> Ejercicio breve A: Extrae del relato del viaje el fragmento que arranca en "Juro que la" y llega hasta "por sí sola.", sin alterar nada.
> Ejercicio breve B: Enumera, por favor, todas las cifras escritas con dígitos en el párrafo del relato del viaje que comienza con "Al grano".
> Ejercicio breve C: Traduce al inglés esta oración del relato del viaje: "Como siempre, estas rutas no me defraudan."

> Texto para leer:
------------------------------------

Al grano. A solo tres horas de coche de Chicago, de donde despegaré ya mañana, quedan atrás algo más de 4.000 millas (unos 6.500 kilómetros) en diez días de ruta, muchas sorpresas agradables, poco malo que contar (y se me olvidará el lunes) y un par de amaneceres para enmarcar. Aunque también, en resumen, ha sido menos intensa que otras (sobre todo, que la de 2018). 

Como siempre, estas rutas no me defraudan. Muchas gracias por estar ahí y perdón por el exceso de fotos con el sol detrás... pero es que siempre llego a los sitios interesantes a primeras o últimas horas del día. 

Juro que la foto siguiente ha sido casual. Estaba haciéndome hace un rato el selfie delante del garito mítico de la Ruta 66 y luego he pensado que con ese 'food' detrás (aunque sea al estilo 'redrum' en el Resplandor, que hay que leerlo al revés) era la imagen perfecta para despedirse. 




Chicago

Fue quizá una pequeña decepción en cuanto a la proporción entre las expectativas y la realidad de las comidas que tomé. Eso sí, el ambiente de los locales mereció la visita por sí sola. 




Situado bajo la calle, en un túnel que atraviesa la avenida dorada de los comercios de Chicago, el Billy Goat es uno de los bares más famosos no solo de la ciudad sino de América. Empezando por sus propios vecinos, ha sido durante décadas la parada tras el cierre de los periodistas del Tribune, situado justo encima.

------------------------------------

> Listado de datos:
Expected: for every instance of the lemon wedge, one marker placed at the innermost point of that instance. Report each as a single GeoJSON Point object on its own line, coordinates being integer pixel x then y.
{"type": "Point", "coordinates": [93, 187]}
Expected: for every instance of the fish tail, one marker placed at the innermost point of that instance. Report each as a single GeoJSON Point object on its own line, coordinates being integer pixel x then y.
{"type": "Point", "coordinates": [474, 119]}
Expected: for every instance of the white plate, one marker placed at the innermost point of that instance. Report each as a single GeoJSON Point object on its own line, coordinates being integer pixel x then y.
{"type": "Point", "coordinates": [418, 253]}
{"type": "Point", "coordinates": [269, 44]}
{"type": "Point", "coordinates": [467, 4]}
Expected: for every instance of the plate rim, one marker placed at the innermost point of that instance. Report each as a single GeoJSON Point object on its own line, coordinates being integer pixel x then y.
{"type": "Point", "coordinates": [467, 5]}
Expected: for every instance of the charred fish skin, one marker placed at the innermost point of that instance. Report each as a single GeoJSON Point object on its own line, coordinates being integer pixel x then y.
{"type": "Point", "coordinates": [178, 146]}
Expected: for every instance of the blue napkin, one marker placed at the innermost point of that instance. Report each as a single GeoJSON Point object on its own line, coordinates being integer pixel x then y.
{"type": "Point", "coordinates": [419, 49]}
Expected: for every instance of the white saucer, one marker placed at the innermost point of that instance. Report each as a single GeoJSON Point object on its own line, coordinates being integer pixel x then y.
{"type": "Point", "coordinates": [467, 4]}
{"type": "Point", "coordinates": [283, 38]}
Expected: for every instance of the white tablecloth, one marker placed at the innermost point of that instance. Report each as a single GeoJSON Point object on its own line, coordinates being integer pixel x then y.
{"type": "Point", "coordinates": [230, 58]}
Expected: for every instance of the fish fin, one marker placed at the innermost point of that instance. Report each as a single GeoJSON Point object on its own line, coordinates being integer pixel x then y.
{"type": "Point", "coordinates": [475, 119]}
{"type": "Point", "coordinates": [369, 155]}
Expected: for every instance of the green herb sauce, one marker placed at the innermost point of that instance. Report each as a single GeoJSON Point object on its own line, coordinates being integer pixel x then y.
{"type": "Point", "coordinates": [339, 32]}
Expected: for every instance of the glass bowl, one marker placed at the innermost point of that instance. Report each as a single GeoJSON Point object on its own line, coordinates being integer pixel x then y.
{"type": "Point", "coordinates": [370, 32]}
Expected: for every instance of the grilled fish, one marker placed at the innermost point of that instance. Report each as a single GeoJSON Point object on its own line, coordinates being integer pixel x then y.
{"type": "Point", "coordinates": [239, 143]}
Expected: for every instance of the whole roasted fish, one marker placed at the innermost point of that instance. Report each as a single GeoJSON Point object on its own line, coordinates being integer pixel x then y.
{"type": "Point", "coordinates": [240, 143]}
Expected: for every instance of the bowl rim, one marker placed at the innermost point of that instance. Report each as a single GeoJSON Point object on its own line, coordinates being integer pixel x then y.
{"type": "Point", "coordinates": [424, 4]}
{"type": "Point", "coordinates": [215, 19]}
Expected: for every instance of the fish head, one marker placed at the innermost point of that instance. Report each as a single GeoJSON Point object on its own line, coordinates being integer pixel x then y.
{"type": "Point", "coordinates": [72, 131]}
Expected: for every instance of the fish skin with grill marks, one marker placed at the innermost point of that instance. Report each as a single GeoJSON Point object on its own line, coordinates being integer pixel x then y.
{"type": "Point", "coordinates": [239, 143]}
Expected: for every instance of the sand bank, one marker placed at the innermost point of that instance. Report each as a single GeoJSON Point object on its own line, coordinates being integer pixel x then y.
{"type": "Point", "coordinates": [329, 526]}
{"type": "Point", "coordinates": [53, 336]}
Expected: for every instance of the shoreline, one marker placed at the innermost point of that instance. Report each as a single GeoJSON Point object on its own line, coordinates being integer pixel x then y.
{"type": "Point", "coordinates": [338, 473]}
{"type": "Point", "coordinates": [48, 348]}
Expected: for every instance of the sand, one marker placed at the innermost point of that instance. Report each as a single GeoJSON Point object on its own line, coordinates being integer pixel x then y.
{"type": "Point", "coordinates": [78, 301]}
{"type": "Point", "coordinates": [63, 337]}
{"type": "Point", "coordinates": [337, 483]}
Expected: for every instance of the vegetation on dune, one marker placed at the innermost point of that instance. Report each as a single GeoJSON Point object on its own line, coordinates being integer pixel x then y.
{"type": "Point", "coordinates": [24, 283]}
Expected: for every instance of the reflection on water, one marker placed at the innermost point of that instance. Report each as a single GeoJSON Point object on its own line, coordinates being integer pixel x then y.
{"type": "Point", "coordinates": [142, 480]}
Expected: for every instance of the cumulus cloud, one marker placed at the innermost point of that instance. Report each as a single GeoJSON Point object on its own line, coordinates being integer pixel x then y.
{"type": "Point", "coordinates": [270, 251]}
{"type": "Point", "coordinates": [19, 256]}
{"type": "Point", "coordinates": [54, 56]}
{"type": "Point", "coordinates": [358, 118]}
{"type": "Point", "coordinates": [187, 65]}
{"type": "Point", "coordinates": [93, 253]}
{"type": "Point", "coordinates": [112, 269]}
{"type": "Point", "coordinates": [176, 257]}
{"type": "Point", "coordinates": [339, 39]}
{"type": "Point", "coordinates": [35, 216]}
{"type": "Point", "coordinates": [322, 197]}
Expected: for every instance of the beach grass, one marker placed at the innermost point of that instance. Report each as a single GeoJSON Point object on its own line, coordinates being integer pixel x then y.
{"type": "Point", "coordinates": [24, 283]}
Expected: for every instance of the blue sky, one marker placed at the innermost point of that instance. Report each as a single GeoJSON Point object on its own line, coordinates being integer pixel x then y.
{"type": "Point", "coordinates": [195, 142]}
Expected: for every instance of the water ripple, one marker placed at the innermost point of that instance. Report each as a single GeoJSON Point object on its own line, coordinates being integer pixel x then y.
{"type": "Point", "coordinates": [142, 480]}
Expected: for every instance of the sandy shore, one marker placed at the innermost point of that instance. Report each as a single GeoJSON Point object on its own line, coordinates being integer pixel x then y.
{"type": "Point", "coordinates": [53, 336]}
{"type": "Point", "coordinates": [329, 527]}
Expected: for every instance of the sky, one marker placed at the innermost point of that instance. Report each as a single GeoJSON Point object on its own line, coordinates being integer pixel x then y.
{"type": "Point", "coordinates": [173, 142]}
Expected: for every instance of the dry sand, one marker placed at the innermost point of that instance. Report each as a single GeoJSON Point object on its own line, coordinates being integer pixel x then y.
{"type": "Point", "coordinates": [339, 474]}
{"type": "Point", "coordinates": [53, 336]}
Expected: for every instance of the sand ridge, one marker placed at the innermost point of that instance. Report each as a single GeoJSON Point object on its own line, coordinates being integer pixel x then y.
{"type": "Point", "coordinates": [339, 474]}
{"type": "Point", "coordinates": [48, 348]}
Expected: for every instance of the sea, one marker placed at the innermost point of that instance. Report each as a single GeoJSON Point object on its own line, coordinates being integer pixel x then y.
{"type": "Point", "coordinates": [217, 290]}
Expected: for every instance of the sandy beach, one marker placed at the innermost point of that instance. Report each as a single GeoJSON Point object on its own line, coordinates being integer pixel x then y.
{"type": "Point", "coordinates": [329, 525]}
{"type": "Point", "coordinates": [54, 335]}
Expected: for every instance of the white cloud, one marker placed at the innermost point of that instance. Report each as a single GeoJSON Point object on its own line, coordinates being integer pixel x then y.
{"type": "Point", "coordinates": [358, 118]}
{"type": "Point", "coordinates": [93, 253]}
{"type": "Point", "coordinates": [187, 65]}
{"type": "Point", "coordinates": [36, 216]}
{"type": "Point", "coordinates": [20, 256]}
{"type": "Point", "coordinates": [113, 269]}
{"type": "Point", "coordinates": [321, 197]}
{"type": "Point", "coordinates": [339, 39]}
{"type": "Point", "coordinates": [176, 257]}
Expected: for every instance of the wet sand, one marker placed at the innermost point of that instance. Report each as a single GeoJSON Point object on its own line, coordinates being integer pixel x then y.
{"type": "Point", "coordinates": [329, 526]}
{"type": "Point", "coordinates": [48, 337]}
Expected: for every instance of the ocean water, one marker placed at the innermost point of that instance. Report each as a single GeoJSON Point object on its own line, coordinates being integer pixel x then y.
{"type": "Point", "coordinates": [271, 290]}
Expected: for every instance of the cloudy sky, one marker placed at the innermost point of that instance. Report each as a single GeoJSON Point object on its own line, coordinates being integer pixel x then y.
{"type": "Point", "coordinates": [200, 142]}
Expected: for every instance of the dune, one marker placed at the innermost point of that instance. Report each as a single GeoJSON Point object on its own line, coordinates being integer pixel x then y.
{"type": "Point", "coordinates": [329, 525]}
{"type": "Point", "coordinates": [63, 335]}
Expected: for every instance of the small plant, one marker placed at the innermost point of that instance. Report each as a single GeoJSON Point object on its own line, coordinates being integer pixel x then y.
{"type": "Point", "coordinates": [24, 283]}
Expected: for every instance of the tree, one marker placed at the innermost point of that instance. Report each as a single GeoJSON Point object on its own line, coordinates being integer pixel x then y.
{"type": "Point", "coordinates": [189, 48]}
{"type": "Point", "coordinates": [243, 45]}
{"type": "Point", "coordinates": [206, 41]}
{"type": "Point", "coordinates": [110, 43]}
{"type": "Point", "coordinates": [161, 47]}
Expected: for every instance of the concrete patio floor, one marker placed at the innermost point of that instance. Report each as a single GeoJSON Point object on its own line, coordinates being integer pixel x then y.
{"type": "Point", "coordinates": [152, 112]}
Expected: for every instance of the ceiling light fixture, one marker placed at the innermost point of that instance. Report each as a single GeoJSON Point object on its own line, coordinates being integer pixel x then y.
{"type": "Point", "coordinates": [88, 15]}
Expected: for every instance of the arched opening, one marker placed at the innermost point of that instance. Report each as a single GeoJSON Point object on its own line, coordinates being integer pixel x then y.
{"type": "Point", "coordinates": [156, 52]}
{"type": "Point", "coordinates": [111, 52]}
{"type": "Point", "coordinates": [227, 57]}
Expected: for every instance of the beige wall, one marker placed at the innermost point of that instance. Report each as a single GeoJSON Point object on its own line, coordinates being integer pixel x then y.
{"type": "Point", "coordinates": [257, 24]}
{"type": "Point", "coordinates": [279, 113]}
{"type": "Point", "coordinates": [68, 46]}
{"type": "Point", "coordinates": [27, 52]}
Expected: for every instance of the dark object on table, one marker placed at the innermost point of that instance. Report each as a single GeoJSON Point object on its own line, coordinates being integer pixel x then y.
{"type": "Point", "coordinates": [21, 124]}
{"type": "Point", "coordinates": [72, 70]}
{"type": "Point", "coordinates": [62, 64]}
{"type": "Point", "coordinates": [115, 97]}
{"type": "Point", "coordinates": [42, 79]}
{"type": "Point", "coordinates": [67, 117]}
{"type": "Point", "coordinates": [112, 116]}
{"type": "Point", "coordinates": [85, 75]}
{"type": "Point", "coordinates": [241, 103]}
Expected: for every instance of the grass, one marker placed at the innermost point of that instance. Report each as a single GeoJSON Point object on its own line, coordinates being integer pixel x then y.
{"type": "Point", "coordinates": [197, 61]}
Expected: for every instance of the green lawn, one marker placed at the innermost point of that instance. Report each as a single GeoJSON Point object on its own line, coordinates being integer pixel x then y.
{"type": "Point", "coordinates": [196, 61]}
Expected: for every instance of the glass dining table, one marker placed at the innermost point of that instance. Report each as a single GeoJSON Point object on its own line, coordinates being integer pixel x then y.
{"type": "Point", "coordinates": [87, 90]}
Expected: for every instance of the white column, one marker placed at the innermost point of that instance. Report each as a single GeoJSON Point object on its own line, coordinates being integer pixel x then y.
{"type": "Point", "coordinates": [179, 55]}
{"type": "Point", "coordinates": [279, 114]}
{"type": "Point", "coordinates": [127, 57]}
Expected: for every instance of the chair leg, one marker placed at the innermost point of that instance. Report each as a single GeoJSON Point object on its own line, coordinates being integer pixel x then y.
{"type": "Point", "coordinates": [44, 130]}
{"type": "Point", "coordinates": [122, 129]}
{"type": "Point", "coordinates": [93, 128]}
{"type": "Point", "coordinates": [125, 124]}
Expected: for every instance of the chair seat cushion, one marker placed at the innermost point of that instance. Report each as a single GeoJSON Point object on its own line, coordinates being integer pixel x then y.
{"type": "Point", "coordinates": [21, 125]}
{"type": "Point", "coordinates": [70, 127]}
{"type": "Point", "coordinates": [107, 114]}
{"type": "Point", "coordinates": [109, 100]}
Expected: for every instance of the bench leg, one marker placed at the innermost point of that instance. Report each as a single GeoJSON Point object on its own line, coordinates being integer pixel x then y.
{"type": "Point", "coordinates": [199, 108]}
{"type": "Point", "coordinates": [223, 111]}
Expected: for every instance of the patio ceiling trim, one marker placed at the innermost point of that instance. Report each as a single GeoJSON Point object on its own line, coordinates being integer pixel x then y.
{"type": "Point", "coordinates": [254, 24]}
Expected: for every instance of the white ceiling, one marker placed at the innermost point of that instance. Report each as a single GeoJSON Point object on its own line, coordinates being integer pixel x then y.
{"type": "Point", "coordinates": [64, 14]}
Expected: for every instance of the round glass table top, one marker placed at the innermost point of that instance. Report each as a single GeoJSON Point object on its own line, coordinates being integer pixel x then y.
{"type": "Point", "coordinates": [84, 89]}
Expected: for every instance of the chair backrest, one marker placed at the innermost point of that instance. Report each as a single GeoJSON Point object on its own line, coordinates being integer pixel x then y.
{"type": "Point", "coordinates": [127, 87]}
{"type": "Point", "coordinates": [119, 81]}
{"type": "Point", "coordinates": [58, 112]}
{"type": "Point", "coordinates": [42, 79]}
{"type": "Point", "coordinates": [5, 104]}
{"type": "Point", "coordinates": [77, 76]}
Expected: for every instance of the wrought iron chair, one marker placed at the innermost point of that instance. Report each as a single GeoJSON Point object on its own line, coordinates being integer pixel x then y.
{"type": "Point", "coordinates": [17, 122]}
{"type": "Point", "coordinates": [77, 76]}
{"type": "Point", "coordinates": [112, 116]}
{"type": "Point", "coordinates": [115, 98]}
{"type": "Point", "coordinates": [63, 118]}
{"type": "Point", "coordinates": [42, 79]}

------------------------------------

> Respuesta correcta A:
Juro que la foto siguiente ha sido casual. Estaba haciéndome hace un rato el selfie delante del garito mítico de la Ruta 66 y luego he pensado que con ese 'food' detrás (aunque sea al estilo 'redrum' en el Resplandor, que hay que leerlo al revés) era la imagen perfecta para despedirse. 




Chicago

Fue quizá una pequeña decepción en cuanto a la proporción entre las expectativas y la realidad de las comidas que tomé. Eso sí, el ambiente de los locales mereció la visita por sí sola.

> Respuesta correcta B:
4.000
6.500
2018

> Respuesta correcta C: As always, these road trips don't let me down.